What to produce >> Reproduce every row below verbatim, leaving out the pictures.

Bounding box annotation entries >>
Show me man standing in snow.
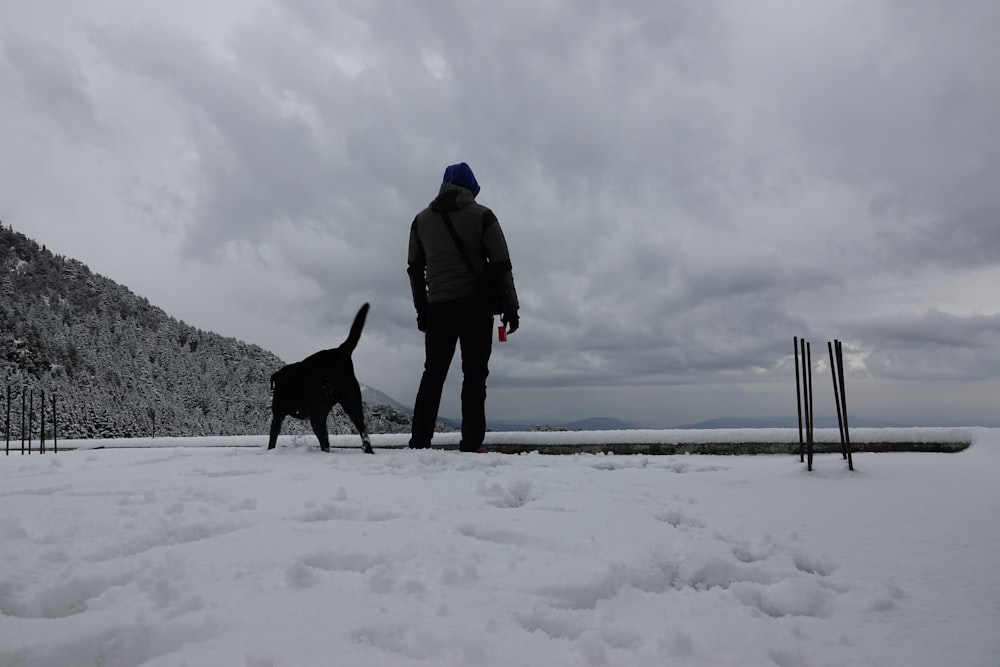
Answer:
[406,162,520,452]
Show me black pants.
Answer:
[410,299,493,449]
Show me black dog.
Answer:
[267,303,375,454]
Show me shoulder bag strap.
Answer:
[440,211,478,276]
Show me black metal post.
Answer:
[806,343,814,472]
[792,336,805,463]
[38,389,45,454]
[826,341,847,459]
[28,389,35,455]
[837,340,854,470]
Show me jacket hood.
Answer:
[441,162,479,197]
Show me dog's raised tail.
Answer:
[340,303,368,354]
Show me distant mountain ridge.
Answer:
[675,414,901,429]
[0,225,410,438]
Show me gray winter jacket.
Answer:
[406,183,518,313]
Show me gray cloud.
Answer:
[0,0,1000,424]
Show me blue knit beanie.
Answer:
[443,162,479,197]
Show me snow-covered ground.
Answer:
[0,429,1000,667]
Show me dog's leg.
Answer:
[309,411,330,452]
[340,386,375,454]
[267,412,285,449]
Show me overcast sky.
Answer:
[0,0,1000,426]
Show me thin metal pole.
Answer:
[806,343,815,471]
[792,336,805,463]
[837,340,854,470]
[38,389,45,454]
[826,341,847,459]
[21,384,25,456]
[28,389,35,455]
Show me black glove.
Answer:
[500,310,521,335]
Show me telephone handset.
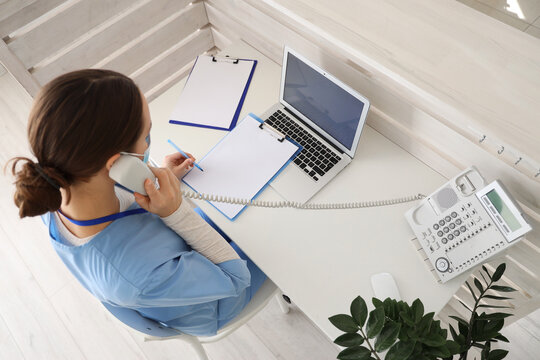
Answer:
[405,167,532,282]
[109,155,424,210]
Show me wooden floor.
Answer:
[0,66,540,360]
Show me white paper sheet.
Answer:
[183,115,298,220]
[171,55,255,129]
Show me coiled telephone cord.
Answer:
[182,190,425,210]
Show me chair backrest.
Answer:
[0,0,214,101]
[102,302,182,338]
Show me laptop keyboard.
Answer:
[265,110,340,181]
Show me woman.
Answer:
[8,70,265,336]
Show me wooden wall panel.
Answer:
[0,0,66,39]
[133,28,214,101]
[33,0,194,84]
[8,0,138,69]
[96,3,208,76]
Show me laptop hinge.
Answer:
[282,104,345,154]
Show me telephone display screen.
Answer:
[486,190,521,231]
[283,53,364,150]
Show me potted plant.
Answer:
[329,264,515,360]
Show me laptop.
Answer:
[261,47,369,204]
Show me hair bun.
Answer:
[7,157,65,218]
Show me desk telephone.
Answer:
[405,167,532,282]
[109,155,532,282]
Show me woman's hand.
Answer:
[134,166,182,217]
[163,152,195,179]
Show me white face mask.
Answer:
[120,135,150,164]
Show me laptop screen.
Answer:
[283,52,369,150]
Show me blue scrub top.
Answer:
[42,204,266,336]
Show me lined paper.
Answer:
[183,114,298,220]
[170,55,255,130]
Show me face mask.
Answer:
[120,135,150,164]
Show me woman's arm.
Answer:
[161,199,240,264]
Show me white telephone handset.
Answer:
[109,155,424,210]
[405,167,532,282]
[109,155,156,195]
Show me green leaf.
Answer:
[424,346,452,358]
[411,299,424,324]
[477,313,512,320]
[487,348,508,360]
[328,314,359,333]
[371,298,383,308]
[420,332,446,347]
[480,272,489,286]
[366,307,384,339]
[375,320,401,352]
[351,296,367,327]
[334,333,364,347]
[483,295,512,300]
[449,315,469,327]
[490,285,517,292]
[482,265,491,280]
[458,300,472,312]
[474,278,484,293]
[384,341,416,360]
[491,263,506,282]
[337,346,371,360]
[465,281,478,301]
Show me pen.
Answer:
[167,139,204,171]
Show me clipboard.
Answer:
[182,113,302,221]
[169,55,257,131]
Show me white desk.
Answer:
[150,42,465,339]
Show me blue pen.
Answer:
[167,139,204,171]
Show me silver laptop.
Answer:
[261,47,369,203]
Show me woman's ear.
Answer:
[105,154,121,171]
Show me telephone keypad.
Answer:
[426,203,491,258]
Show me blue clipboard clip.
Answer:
[212,55,240,64]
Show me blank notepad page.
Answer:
[183,115,298,220]
[171,55,254,129]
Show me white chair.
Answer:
[103,279,289,360]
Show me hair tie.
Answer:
[34,163,60,190]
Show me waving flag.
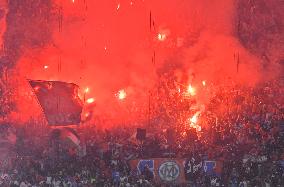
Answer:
[29,80,82,126]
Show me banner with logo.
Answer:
[130,158,222,184]
[130,158,185,183]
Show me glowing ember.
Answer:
[189,112,201,131]
[157,33,167,41]
[190,113,199,124]
[85,87,90,93]
[117,90,126,100]
[86,98,95,104]
[187,84,196,96]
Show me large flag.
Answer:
[29,80,83,126]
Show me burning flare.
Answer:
[187,84,196,96]
[157,33,167,41]
[117,89,126,100]
[189,112,201,131]
[86,98,95,104]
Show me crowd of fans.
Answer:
[0,78,284,187]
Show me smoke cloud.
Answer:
[5,0,282,125]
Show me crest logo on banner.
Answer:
[158,161,180,182]
[137,160,154,174]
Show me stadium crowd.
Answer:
[0,78,284,187]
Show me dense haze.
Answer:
[1,0,281,125]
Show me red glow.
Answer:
[86,98,95,104]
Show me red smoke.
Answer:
[6,0,278,126]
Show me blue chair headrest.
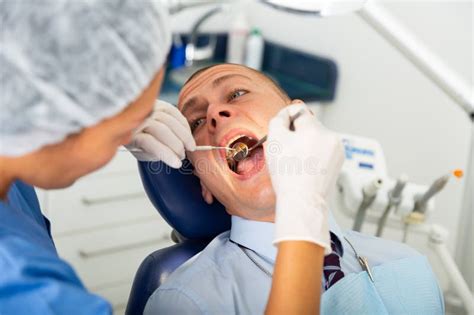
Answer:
[138,160,230,239]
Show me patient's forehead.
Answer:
[178,64,268,109]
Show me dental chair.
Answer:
[125,160,230,315]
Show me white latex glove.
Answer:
[125,100,196,168]
[265,103,344,254]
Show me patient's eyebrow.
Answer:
[181,73,251,116]
[181,96,197,116]
[212,73,251,88]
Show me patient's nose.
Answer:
[208,107,234,132]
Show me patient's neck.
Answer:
[226,209,275,223]
[0,157,15,200]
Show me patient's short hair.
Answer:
[183,63,291,102]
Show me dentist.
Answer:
[0,0,340,315]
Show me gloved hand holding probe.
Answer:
[125,100,196,168]
[265,104,344,254]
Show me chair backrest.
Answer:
[126,160,230,315]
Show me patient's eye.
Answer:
[189,117,206,132]
[228,89,248,102]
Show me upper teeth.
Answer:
[226,135,252,147]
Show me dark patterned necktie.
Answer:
[323,232,344,290]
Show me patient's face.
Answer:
[178,64,289,221]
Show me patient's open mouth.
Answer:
[227,136,264,177]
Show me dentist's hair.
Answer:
[183,63,291,104]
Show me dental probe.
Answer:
[229,109,303,162]
[194,145,235,151]
[375,174,408,237]
[352,178,383,232]
[119,145,235,152]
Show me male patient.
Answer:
[145,64,442,314]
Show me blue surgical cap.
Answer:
[0,0,171,156]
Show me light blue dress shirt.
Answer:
[144,216,420,315]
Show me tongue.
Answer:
[237,147,263,174]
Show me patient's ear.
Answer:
[200,181,214,205]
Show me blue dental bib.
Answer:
[321,255,444,315]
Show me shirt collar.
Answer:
[230,213,343,263]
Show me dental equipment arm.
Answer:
[413,174,451,213]
[125,100,196,168]
[375,174,408,237]
[402,174,451,243]
[352,178,383,232]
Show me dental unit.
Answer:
[352,178,383,232]
[375,174,408,237]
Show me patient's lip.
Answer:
[218,128,258,160]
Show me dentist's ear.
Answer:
[200,181,214,205]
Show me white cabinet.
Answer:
[37,152,172,314]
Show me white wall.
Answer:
[174,1,474,292]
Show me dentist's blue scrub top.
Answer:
[0,181,112,315]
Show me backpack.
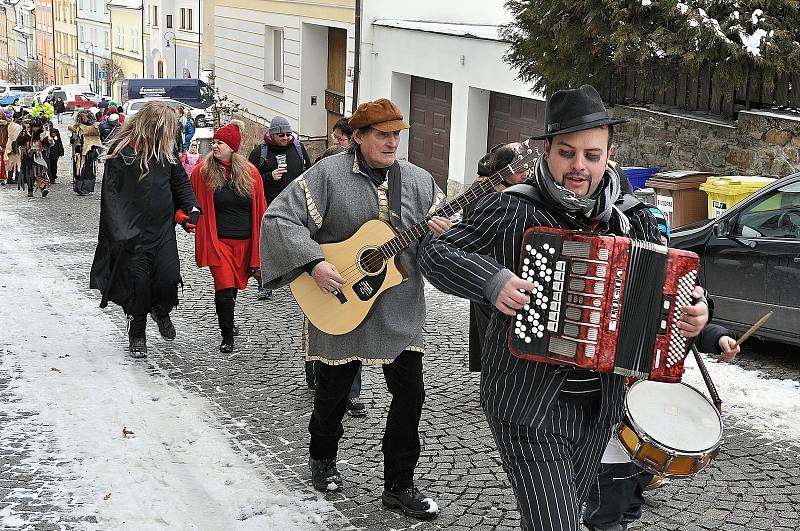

Task solution >>
Show me man standing in snow.
Answer:
[406,162,520,452]
Show me black pants.
Answer:
[410,299,493,449]
Show me black dog.
Answer:
[267,303,375,454]
Show me shoulder bag strap.
Answer:
[440,211,478,276]
Show me black metal post.
Answer:
[806,343,814,472]
[792,336,805,463]
[38,389,45,454]
[826,341,847,459]
[28,389,35,455]
[837,340,854,470]
Show me jacket hood.
Answer:
[441,162,479,197]
Show me dog's raised tail.
Answer:
[340,303,368,354]
Show me distant mountain ridge.
Answer:
[675,414,901,429]
[0,225,410,438]
Show me gray winter jacket.
Answer:
[406,183,518,313]
Show me gray cloud.
Answer:
[0,0,1000,424]
Show me blue knit beanie.
Answer:
[443,162,479,197]
Show me snow-covered ground.
Answer:
[0,429,1000,667]
Show me dog's leg.
Answer:
[309,411,330,452]
[340,386,375,454]
[267,412,285,449]
Show me overcast sky.
Answer:
[0,0,1000,426]
Show me thin metal pole.
Answer:
[806,343,815,471]
[792,336,805,463]
[837,340,854,470]
[38,389,45,454]
[826,341,847,459]
[21,384,25,456]
[28,389,35,455]
Show me black glove.
Answer:
[500,310,521,335]
Show me telephone handset.
Answer:
[405,167,532,282]
[109,155,424,210]
Show me wooden floor.
Answer:
[0,66,540,360]
Show me white paper sheet.
Answer:
[183,115,298,220]
[171,55,255,129]
Show me coiled telephone cord.
Answer:
[182,190,425,210]
Show me chair backrest.
Answer:
[0,0,214,101]
[102,302,182,338]
Show me laptop keyboard.
Answer:
[265,110,340,181]
Show me woman.
Answer:
[8,70,265,336]
Show me wooden wall panel.
Answer:
[0,0,66,39]
[133,28,214,101]
[33,0,194,84]
[8,0,138,69]
[96,3,208,76]
Show me laptop hinge.
Answer:
[282,104,345,154]
Show me telephone display screen.
Answer:
[486,190,521,231]
[283,53,364,150]
Show me potted plant.
Answer:
[329,264,515,360]
Show me laptop.
Answer:
[261,47,369,204]
Show me hair bun.
Answer:
[7,157,65,218]
Show me desk telephone.
Answer:
[405,167,532,282]
[109,155,532,282]
Show me woman's hand.
Answer:
[134,166,182,217]
[163,152,195,179]
Show me white face mask.
Answer:
[120,135,150,164]
Show me laptop screen.
Answer:
[283,52,369,150]
Show me blue scrub top.
Answer:
[42,204,266,336]
Show me lined paper.
Answer:
[183,114,298,220]
[170,55,255,130]
Show me face mask.
Answer:
[120,135,150,164]
Show me woman's arm.
Answer:
[161,199,240,264]
Show me white telephone handset.
Answer:
[109,155,424,210]
[405,167,532,282]
[109,155,156,195]
Show me green leaf.
Answer:
[424,346,452,358]
[411,299,424,324]
[477,313,512,320]
[487,348,508,360]
[328,314,359,333]
[371,298,383,308]
[420,332,446,347]
[480,272,489,286]
[366,307,384,339]
[375,320,401,352]
[351,296,367,327]
[334,333,364,347]
[483,295,512,300]
[449,315,469,327]
[490,285,517,292]
[482,265,491,280]
[458,300,472,312]
[474,278,484,293]
[384,341,416,360]
[491,263,506,282]
[337,346,371,360]
[465,281,478,301]
Show me pen.
Answer:
[167,139,204,171]
Show me clipboard.
Answer:
[182,113,302,221]
[169,55,257,131]
Show me white desk.
Answer:
[150,42,465,339]
Show me blue pen.
Answer:
[167,139,204,171]
Show me silver laptop.
Answer:
[261,47,369,203]
Show me woman's ear.
Answer:
[105,154,121,171]
Show me telephone keypad.
Answer:
[426,203,491,258]
Show me blue clipboard clip.
Answer:
[212,55,240,64]
Show me blank notepad page.
Answer:
[183,115,298,220]
[171,55,254,129]
Show me white chair.
Answer:
[103,279,289,360]
Show me hair tie.
Answer:
[34,163,60,190]
Show me waving flag.
Answer:
[29,80,82,126]
Show me banner with logo.
Answer:
[130,158,222,184]
[130,158,185,183]
Show me glowing ember.
Answer:
[189,112,201,131]
[157,33,167,41]
[190,113,199,124]
[85,87,90,93]
[117,90,126,100]
[86,98,95,104]
[187,84,196,96]
Show me large flag.
Answer:
[29,80,83,126]
Show me burning flare.
Answer:
[187,84,196,96]
[157,33,167,41]
[117,89,126,100]
[189,112,201,131]
[86,98,95,104]
Show me crowd of fans.
Answer:
[0,78,284,187]
Show me smoke cloud.
Answer:
[5,0,282,125]
Show me crest logo on banner.
Answer:
[158,161,180,182]
[137,160,154,174]
Show me stadium crowd.
Answer:
[0,78,284,187]
Show me dense haze.
Answer:
[1,0,281,125]
Show me red glow.
Answer:
[86,98,95,104]
Show me red smoke.
Answer:
[6,0,278,126]
Show me blue chair headrest.
Answer:
[138,160,230,239]
Show me patient's forehead.
Answer:
[178,64,268,109]
Show me dental chair.
Answer:
[125,160,230,315]
Show me white latex glove.
Answer:
[125,100,196,168]
[265,103,344,254]
Show me patient's eyebrow.
Answer:
[181,73,251,116]
[181,96,197,116]
[212,73,251,88]
Show me patient's nose.
Answer:
[208,107,234,132]
Show me patient's neck.
Answer:
[226,209,275,223]
[0,157,15,200]
Show me patient's short hair.
Answer:
[183,63,291,102]
Show me dentist.
Answer:
[0,0,340,315]
Show me gloved hand holding probe.
Answer:
[125,100,196,168]
[265,104,344,254]
Show me chair backrest.
Answer:
[126,160,230,315]
Show me patient's eye.
Answer:
[189,117,206,132]
[228,89,248,102]
Show me upper teeth.
Answer:
[226,135,252,147]
Show me dark patterned necktie.
Answer:
[323,232,344,290]
Show me patient's face.
Answer:
[178,64,289,221]
Show me patient's open mouth.
Answer:
[227,136,264,177]
Show me dentist's hair.
Answer:
[183,63,291,104]
Show me dental probe.
Answer:
[229,109,303,162]
[194,145,235,151]
[375,174,408,237]
[352,178,383,232]
[119,145,235,152]
Show me male patient.
Answer:
[145,64,442,314]
Show me blue surgical cap.
Answer:
[0,0,171,156]
Show me light blue dress shirt.
Answer:
[144,216,420,315]
Show me tongue.
Answer:
[237,147,263,174]
Show me patient's ear.
Answer:
[200,181,214,205]
Show me blue dental bib.
Answer:
[321,255,444,315]
Show me shirt collar.
Answer:
[230,213,343,263]
Show me dental equipment arm.
Answer:
[413,174,451,213]
[125,100,196,168]
[375,174,408,237]
[402,174,451,243]
[352,178,383,232]
Show me dental unit.
Answer:
[352,178,383,232]
[375,174,408,237]
Show me patient's lip.
Answer:
[218,128,258,160]
Show me dentist's ear.
Answer:
[200,181,214,205]
Show me white cabinet.
Answer:
[37,152,172,314]
Show me white wall.
Answer:
[174,1,474,292]
Show me dentist's blue scrub top.
Answer:
[0,181,112,315]
Show me backpack.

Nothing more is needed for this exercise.